--- Text to read ---

- - - - - - -

# No Solenoid - How to properly turn off CO2 at night



## Darkblade48 (Jan 4, 2008)

I would not use the needle valve as the shut off point, unless you know for sure that your needle valve can handle the delivery pressure (plus some more) that is coming out of the low side of your regulator. 

To be honest, if you don't have a solenoid, the easiest thing to do is just let your CO2 run 24/7. If you feel that CO2 levels might rise too much during the night, you could put an air pump on a timer to come on at night. It would save you the hassle of fiddling with the needle valve everyday, and could save you the grief if you forget to turn on/off the CO2 one day.


----------



## hbosman (Oct 5, 2006)

Try reducing bubble rate to 2 bps for 24/7. That's what I run on a 46 gallon and get yellow green on a 4 kdh drop checker.


----------



## speedie408 (Jan 15, 2009)

Darkblade, that's not such a bad idea. I really don't mind turning the CO2 off/on via the needle valve. I've been doing it so long, I've mastered the exact point when to stop turning to get the desired bubble rate every day without looking haha. I've got a spare 5lb bottle anyway so CO2 loss is not an issue. Now all I need is an air pump and a timer.

hbos, I'll probably be toning it down a bit if I go with Darkblades suggestion.

Thanks fellas!


----------



## Momotaro (Feb 21, 2003)

- - - - - - -

--- To-do list ---
1 - Retype the part of the CO2 thread that opens with the words containing "## speedie408 (Jan" and closes with "Thanks fellas!".
2 - Give only the number of lines in the listing that contain the word "horse".

- - - - - - -

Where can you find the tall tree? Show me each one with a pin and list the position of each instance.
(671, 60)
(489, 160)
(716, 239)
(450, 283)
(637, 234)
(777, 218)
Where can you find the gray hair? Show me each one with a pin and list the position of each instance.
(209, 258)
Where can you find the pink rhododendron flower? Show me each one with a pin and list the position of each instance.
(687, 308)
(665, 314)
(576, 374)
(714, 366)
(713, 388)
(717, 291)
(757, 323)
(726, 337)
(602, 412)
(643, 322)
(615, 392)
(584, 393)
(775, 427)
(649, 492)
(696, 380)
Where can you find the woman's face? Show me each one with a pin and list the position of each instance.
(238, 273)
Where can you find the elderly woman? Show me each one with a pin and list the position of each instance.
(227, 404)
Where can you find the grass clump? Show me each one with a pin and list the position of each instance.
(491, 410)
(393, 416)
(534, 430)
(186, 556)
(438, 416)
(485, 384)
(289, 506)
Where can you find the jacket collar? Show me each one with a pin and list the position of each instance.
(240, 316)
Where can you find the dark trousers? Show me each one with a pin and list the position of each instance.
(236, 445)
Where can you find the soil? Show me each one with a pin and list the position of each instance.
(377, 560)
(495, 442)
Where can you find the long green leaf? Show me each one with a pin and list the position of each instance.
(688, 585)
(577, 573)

- - - - - - -

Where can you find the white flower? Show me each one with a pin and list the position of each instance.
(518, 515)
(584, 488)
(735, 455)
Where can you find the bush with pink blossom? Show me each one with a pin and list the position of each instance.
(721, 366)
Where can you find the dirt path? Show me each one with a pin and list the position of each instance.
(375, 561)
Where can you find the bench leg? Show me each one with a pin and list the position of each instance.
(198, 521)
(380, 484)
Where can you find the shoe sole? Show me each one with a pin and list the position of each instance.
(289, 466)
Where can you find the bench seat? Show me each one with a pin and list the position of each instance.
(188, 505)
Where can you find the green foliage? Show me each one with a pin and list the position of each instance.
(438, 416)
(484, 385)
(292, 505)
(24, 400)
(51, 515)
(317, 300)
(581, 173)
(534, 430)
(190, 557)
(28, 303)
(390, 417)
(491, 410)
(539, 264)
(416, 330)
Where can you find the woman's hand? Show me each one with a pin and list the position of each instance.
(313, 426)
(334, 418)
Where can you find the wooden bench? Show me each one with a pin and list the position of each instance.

- - - - - - -

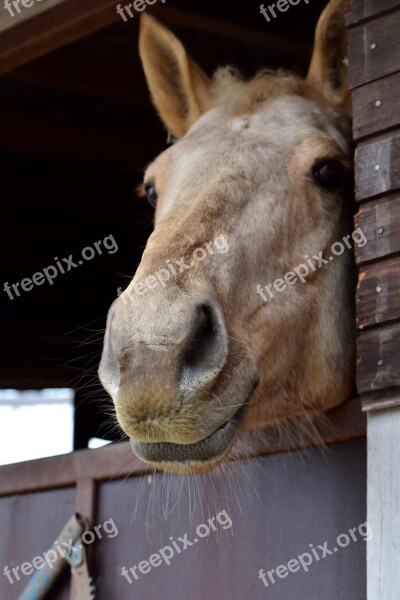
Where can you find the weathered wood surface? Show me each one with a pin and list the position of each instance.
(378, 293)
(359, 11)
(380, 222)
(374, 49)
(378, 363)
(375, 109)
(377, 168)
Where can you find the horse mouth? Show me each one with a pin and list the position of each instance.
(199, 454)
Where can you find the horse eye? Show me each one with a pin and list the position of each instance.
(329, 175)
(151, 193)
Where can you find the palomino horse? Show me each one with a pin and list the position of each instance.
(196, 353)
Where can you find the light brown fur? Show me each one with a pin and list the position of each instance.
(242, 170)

- - - - - - -

--- Answers ---
1 -
## speedie408 (Jan 15, 2009)

Darkblade, that's not such a bad idea. I really don't mind turning the CO2 off/on via the needle valve. I've been doing it so long, I've mastered the exact point when to stop turning to get the desired bubble rate every day without looking haha. I've got a spare 5lb bottle anyway so CO2 loss is not an issue. Now all I need is an air pump and a timer.

hbos, I'll probably be toning it down a bit if I go with Darkblades suggestion.

Thanks fellas!

2 - 3